Records from a data source:

□ □ □ □

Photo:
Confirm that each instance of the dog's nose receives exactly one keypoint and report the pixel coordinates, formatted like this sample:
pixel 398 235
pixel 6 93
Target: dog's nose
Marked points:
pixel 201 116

□ □ □ □

▶ [Your objective] Repeat only what runs from the line holding "Confirm that each" to the end of the data, keeping every line exactly as written, first and last included.

▶ [Solution below]
Confirm that each instance of the dog's nose receives exactly one keypoint and report the pixel coordinates, formatted like this sample:
pixel 398 235
pixel 6 93
Target: dog's nose
Marked points:
pixel 201 116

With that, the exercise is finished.